**Data supplied**
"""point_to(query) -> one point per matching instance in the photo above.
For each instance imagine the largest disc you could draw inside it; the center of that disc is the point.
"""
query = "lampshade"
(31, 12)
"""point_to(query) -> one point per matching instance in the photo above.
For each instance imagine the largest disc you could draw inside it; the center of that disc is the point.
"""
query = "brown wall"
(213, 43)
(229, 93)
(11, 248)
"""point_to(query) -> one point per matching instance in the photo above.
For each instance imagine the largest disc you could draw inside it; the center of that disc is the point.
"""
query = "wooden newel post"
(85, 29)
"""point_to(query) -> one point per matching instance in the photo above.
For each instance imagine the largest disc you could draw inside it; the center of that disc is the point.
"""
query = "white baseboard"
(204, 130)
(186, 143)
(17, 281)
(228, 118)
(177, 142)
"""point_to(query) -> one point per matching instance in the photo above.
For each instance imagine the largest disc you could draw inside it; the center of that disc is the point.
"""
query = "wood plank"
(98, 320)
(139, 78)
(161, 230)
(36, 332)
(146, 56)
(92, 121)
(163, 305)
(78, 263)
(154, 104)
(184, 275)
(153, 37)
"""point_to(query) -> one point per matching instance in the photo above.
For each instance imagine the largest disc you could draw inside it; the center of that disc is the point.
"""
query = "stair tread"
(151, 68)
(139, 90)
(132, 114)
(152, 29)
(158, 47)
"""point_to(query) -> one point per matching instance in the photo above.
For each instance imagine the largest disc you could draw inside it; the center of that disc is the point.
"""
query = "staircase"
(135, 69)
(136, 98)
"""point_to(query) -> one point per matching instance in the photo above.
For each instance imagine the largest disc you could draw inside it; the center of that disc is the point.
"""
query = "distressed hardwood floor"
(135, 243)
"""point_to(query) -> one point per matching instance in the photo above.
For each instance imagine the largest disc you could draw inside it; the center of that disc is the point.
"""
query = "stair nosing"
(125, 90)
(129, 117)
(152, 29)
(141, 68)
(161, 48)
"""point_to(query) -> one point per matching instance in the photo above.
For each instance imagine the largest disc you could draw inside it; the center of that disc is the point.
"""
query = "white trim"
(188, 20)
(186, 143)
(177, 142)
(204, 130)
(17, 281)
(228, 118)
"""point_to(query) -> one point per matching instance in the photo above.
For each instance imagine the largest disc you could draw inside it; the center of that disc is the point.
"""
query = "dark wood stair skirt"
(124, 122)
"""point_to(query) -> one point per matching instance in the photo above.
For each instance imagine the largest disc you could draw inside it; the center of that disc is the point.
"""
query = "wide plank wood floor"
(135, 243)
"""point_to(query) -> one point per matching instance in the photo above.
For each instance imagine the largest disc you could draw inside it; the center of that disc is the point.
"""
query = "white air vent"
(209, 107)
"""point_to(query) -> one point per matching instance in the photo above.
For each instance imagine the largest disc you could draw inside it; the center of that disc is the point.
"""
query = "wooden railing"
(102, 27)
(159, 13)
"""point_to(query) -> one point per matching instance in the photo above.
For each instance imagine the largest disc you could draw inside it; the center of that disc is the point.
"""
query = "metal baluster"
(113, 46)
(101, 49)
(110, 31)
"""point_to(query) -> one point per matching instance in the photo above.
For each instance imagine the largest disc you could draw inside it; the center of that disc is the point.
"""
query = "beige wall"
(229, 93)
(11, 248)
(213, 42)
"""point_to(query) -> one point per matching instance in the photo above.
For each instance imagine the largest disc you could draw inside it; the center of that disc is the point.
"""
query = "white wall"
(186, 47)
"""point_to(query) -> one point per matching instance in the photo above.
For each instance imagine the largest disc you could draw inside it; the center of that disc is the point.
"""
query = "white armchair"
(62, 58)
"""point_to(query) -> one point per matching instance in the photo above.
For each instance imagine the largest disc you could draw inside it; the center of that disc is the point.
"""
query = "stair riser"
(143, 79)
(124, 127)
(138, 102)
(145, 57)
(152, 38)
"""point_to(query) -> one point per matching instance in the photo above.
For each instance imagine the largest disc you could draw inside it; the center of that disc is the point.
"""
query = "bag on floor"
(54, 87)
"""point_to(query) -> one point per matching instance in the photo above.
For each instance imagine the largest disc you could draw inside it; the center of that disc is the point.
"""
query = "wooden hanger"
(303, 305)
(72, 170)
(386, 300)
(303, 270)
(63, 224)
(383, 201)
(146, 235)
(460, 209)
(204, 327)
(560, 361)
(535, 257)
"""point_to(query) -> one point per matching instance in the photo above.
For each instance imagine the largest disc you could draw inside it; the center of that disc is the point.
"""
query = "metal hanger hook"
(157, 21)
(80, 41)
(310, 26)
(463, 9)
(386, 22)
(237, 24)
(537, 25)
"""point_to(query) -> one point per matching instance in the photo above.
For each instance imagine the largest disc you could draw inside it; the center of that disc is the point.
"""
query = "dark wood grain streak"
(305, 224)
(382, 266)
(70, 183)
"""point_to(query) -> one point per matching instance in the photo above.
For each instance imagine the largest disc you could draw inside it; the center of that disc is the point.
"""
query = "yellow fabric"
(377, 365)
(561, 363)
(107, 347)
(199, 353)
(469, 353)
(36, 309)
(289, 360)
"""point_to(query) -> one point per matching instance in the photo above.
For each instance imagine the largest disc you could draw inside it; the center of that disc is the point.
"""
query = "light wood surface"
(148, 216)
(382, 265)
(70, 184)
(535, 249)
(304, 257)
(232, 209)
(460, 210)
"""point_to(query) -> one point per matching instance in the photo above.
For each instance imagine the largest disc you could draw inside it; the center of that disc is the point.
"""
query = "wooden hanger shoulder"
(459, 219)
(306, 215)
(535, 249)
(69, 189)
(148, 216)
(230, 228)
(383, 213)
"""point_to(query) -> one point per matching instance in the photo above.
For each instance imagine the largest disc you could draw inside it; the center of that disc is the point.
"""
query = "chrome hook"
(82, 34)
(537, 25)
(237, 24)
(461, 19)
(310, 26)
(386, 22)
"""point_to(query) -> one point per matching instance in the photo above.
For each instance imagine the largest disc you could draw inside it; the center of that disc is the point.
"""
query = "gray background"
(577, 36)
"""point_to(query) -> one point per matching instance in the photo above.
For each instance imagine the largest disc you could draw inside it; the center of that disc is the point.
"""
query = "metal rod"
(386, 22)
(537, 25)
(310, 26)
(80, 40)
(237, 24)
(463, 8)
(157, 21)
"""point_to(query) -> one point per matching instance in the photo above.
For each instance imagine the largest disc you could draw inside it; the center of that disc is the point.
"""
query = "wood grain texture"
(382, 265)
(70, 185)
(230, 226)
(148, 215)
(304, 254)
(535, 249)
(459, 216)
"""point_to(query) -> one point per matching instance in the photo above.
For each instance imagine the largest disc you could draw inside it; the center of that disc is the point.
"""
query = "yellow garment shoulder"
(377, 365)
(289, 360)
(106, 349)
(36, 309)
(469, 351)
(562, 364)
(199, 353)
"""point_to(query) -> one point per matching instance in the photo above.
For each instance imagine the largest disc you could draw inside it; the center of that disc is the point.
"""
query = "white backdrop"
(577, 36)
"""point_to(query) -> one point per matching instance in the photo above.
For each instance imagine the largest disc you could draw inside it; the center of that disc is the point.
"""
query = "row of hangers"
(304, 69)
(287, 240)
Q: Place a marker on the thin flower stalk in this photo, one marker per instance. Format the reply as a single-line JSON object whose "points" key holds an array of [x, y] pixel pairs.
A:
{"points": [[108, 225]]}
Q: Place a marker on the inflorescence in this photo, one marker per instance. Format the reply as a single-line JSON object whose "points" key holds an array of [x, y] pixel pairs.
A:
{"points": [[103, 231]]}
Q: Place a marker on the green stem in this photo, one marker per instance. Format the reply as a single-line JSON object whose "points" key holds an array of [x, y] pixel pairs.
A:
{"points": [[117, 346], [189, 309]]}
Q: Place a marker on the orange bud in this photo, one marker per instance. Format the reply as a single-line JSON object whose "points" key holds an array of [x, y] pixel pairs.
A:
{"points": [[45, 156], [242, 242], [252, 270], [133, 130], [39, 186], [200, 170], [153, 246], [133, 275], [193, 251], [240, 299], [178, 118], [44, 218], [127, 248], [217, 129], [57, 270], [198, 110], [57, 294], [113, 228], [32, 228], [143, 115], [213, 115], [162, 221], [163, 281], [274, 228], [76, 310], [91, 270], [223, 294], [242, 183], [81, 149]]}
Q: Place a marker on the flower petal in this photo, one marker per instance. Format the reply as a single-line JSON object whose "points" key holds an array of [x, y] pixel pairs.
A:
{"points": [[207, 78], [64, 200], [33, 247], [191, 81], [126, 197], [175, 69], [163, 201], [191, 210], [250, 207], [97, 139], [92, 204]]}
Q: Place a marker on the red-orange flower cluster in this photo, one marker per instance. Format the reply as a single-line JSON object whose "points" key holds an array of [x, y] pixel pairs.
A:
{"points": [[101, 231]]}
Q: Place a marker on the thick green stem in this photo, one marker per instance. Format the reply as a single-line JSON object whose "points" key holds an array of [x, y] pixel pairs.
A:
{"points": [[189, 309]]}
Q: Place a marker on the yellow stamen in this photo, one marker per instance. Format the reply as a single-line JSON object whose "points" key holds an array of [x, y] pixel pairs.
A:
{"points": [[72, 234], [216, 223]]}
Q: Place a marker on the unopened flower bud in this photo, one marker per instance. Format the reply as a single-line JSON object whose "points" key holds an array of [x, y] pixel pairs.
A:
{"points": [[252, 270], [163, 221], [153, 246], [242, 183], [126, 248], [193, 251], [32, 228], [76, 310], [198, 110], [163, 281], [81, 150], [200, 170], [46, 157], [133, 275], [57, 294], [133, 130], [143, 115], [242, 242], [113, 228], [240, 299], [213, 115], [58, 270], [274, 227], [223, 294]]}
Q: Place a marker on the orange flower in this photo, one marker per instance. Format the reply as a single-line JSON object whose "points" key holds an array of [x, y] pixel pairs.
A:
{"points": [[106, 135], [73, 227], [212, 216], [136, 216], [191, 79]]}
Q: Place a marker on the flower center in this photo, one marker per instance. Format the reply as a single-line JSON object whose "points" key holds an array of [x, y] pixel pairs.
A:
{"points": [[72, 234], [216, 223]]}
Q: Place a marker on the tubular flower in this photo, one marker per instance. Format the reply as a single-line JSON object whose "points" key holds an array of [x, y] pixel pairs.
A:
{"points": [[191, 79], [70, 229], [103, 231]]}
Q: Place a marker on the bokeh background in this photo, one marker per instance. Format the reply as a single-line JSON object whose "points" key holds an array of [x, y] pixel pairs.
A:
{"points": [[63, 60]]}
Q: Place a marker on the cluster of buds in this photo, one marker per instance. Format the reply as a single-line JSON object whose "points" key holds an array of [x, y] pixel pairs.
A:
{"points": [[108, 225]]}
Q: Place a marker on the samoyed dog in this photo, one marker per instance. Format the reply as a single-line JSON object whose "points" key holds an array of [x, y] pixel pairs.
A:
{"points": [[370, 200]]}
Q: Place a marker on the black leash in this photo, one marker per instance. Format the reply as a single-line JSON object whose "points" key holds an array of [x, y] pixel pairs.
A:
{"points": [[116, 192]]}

**Prompt**
Starting at the line with "Q: Place a marker on the cluster", copy every line up to and including the last one in the entries above.

**Output for this exercise**
Q: Place a marker on the cluster of buds in this photo, one marker per instance. Format the reply as a single-line JSON object whose "points" key holds an array of [x, y] pixel pairs.
A:
{"points": [[108, 225]]}
Q: Place a marker on the samoyed dog in this photo, one marker per instance. Format the reply as a single-line JSON object whose "points" key holds an array of [x, y] pixel pairs.
A:
{"points": [[370, 200]]}
Q: Place a marker on the black leash in this photo, one marker per instance. Format the reply as a single-line JSON object whose "points" key holds an array of [x, y] pixel pairs.
A:
{"points": [[116, 192]]}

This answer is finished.